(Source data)
*-*-*

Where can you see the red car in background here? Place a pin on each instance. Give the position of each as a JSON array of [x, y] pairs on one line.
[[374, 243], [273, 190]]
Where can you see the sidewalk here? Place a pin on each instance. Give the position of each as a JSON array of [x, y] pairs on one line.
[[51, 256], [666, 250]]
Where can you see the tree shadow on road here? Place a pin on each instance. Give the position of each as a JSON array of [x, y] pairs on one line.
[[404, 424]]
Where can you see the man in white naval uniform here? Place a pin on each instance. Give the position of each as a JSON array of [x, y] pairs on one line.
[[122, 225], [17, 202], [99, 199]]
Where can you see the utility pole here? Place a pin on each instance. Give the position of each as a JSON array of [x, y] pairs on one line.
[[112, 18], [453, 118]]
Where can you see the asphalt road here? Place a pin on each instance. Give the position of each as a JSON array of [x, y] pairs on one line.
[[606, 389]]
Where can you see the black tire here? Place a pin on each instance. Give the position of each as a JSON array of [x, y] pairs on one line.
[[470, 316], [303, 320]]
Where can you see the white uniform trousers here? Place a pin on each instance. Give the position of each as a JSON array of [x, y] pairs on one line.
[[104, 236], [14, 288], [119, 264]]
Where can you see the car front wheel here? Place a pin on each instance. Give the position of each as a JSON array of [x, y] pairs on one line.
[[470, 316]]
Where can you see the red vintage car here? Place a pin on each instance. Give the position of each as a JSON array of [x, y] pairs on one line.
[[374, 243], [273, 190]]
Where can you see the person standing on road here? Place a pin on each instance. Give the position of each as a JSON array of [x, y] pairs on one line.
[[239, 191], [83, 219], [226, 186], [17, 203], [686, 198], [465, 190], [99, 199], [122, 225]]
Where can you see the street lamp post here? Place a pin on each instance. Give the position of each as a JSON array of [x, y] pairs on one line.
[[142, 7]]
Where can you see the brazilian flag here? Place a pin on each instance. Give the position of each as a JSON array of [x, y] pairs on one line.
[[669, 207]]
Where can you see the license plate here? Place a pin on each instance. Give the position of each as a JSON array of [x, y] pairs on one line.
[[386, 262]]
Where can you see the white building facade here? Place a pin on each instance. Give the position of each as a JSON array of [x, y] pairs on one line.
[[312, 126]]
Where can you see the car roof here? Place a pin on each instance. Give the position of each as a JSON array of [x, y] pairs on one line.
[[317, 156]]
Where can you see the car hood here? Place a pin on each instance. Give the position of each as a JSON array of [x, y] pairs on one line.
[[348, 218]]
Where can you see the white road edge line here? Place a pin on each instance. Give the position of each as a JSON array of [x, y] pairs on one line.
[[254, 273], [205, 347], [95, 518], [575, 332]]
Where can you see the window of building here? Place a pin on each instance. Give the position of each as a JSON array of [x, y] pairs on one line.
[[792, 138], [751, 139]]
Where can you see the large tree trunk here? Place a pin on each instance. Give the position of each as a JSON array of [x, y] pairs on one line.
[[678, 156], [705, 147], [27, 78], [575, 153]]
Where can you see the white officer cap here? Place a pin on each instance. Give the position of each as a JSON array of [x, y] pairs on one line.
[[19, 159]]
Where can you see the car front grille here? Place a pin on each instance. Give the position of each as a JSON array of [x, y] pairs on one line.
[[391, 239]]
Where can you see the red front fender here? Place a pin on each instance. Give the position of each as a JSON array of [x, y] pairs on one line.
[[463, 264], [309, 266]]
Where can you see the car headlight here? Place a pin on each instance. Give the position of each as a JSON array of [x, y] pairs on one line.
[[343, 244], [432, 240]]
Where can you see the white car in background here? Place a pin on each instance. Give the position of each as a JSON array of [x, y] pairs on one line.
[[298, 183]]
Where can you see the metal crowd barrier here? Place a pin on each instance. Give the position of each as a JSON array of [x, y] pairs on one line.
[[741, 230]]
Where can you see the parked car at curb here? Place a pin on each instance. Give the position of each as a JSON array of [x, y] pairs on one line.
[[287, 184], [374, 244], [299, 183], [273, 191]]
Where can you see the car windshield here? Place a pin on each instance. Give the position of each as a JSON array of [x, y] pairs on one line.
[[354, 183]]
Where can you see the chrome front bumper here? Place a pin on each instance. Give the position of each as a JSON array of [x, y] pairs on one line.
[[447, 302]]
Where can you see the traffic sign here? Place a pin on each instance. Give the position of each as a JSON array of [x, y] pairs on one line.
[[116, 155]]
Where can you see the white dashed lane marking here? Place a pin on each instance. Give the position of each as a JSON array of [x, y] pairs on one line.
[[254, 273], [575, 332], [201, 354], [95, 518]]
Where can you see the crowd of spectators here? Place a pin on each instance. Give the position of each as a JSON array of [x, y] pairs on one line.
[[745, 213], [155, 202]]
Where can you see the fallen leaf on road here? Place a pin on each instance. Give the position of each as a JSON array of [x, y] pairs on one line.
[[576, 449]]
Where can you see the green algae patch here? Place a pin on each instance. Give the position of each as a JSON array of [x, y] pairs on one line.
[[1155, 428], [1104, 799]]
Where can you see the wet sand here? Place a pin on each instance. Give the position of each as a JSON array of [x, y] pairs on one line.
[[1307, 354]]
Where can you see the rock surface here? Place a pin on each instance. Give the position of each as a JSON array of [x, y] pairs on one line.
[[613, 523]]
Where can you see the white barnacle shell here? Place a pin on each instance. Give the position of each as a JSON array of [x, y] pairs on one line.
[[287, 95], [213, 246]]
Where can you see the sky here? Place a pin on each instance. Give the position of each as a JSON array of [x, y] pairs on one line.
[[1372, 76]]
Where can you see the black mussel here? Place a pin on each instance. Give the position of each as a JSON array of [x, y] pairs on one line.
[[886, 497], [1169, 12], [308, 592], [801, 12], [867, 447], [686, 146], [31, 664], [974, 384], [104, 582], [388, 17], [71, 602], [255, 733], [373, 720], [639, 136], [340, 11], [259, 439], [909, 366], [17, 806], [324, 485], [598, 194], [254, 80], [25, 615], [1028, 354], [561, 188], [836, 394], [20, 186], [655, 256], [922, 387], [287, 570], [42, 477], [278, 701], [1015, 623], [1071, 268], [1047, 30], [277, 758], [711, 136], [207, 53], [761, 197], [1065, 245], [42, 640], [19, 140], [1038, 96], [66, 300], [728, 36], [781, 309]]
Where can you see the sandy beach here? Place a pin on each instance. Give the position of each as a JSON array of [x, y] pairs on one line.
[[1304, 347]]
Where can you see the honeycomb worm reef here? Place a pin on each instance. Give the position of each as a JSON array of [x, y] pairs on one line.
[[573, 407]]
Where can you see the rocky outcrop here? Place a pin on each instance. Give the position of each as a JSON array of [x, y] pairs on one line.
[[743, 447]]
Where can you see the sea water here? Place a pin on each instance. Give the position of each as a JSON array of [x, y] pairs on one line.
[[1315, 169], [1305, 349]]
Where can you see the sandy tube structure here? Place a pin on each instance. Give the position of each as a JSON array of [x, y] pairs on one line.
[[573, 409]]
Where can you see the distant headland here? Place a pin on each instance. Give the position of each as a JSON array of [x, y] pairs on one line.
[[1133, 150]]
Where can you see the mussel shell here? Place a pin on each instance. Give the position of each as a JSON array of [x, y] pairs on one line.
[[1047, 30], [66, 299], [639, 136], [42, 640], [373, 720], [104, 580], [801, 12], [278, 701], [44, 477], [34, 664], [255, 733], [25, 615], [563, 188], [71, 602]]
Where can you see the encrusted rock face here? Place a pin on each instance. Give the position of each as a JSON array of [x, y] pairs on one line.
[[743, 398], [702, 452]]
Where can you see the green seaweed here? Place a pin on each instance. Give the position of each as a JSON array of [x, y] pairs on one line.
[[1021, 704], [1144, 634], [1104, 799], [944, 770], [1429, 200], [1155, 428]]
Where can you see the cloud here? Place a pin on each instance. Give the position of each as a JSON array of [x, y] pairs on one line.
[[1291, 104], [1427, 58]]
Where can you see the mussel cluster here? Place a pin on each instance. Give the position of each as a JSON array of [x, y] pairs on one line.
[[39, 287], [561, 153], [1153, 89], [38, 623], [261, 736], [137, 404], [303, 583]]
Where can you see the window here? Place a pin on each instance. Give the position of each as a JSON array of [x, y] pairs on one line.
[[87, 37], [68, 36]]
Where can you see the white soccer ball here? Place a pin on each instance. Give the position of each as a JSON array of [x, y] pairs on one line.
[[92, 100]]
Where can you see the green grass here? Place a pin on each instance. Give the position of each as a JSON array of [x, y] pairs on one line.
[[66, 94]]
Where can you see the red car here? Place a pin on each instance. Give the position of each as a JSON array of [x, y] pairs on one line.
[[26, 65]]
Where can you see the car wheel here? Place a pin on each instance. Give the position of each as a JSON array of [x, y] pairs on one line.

*-*-*

● Task brief: Give as a numbered list, with blank lines omitted, the lines from the one containing "Where can you see the car roof" through the one containing "[[254, 273], [205, 347], [95, 518], [575, 332]]", both included.

● Solution to the problem:
1. Where can you see the car roof here? Place a pin on each instance. Give the position of each as a JSON array of [x, y] pairs on one line.
2. [[317, 156]]
3. Where can you see the car hood here? Place a pin on each instance. Give the position of each as a JSON array of [x, y] pairs on one line.
4. [[348, 218]]
5. Where can you see the white road edge line here? Place a pin on each instance. Give the position of each as a JSON array of [x, y] pairs on one line.
6. [[254, 273], [205, 347], [95, 518], [575, 332]]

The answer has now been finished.